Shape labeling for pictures
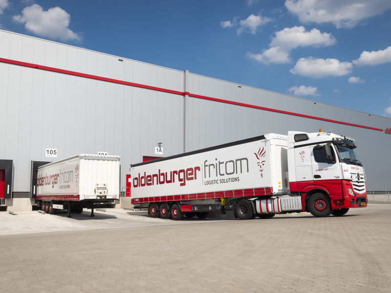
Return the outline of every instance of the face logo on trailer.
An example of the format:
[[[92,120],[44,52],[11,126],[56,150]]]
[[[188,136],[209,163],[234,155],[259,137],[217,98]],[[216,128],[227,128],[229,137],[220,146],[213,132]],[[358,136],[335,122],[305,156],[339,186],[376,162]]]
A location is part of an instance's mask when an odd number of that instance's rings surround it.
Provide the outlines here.
[[[305,152],[304,150],[302,150],[299,153],[300,154],[300,157],[302,158],[302,161],[303,161],[303,162],[304,163],[304,157],[305,156]]]
[[[75,177],[76,178],[76,187],[77,187],[77,179],[79,178],[79,164],[77,164],[76,167],[75,167],[75,171],[76,173]]]
[[[257,157],[257,159],[258,159],[258,162],[257,162],[257,165],[258,165],[258,167],[260,168],[261,177],[263,178],[263,174],[262,172],[263,171],[264,166],[265,166],[265,163],[266,163],[266,161],[264,161],[264,159],[266,156],[266,151],[265,150],[264,147],[262,147],[261,150],[261,147],[260,147],[258,152],[254,153],[254,154],[255,155],[255,156]]]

## Written task
Copy the material word for word from its start through the line containing "Provide the outlines here.", including that line. Leave the pictures out.

## Reply
Return the outline of every instance of the face logo on trailer.
An example of the format:
[[[92,120],[44,52],[11,126],[56,150]]]
[[[188,136],[209,163],[234,155],[259,137],[217,98]],[[216,128],[227,128],[229,137],[220,146],[213,132]],[[358,136],[335,122],[305,156],[339,186],[376,162]]]
A location is part of an instance's mask when an odd number of that instance's rings surround it.
Provide the outlines here.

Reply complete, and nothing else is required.